**MATERIAL SHOWN:**
========================================================================
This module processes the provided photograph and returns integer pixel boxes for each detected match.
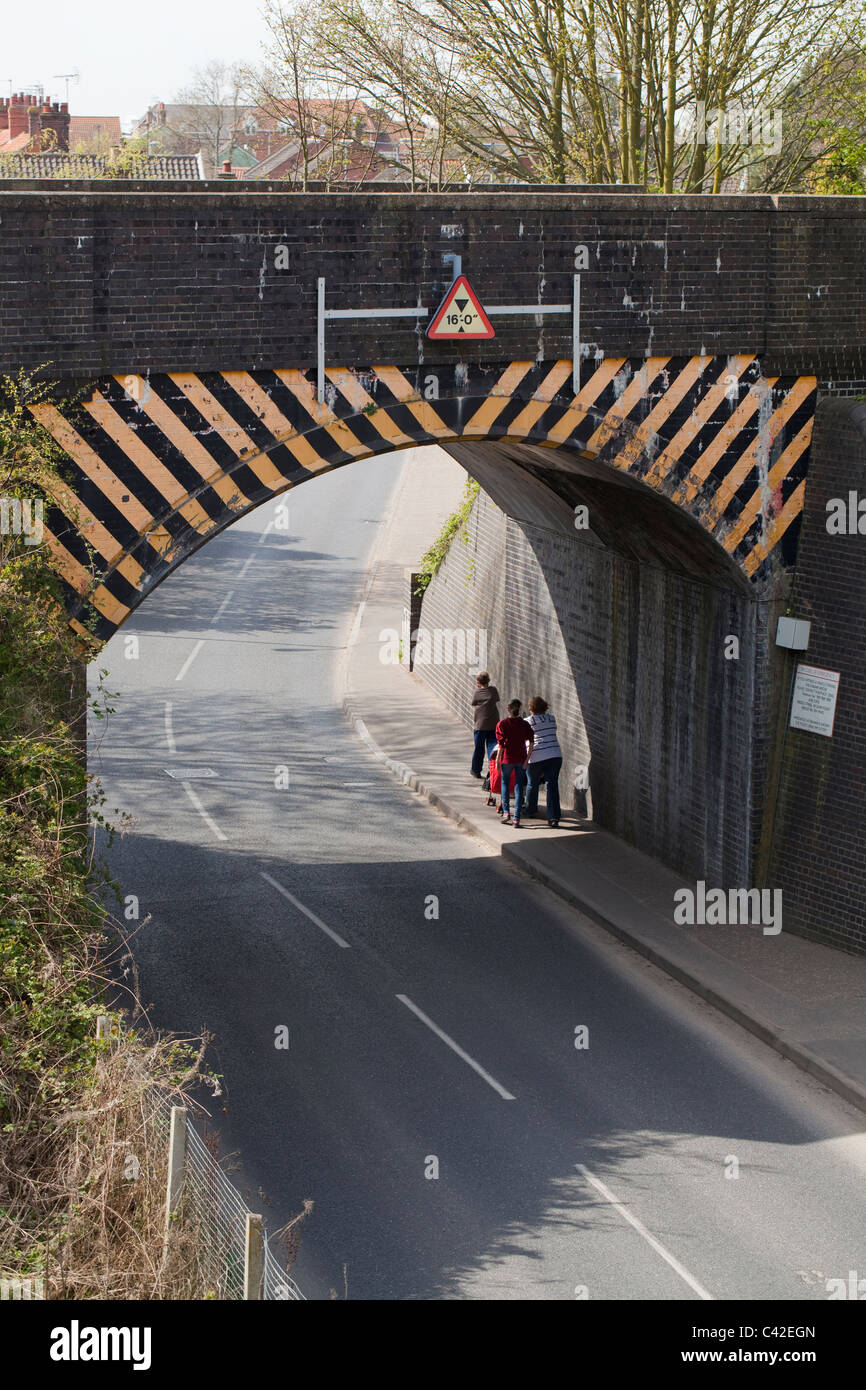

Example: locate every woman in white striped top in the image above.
========================================================================
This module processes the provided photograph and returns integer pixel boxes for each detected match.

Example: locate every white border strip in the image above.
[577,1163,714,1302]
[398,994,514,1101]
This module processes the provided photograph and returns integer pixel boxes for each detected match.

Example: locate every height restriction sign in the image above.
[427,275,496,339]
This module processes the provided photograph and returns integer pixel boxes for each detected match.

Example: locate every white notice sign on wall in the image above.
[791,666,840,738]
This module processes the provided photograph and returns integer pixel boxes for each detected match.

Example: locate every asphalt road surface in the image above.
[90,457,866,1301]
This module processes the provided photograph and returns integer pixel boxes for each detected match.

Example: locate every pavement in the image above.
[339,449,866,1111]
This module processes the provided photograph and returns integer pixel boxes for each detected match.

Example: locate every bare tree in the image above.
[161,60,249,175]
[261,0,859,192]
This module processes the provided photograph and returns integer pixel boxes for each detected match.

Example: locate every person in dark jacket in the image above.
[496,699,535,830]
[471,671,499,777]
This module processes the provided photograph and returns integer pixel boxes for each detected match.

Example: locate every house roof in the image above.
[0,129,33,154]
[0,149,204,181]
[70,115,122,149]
========================================================================
How many of the lines before this one contain the string "above"? Case counts, so give only the number.

9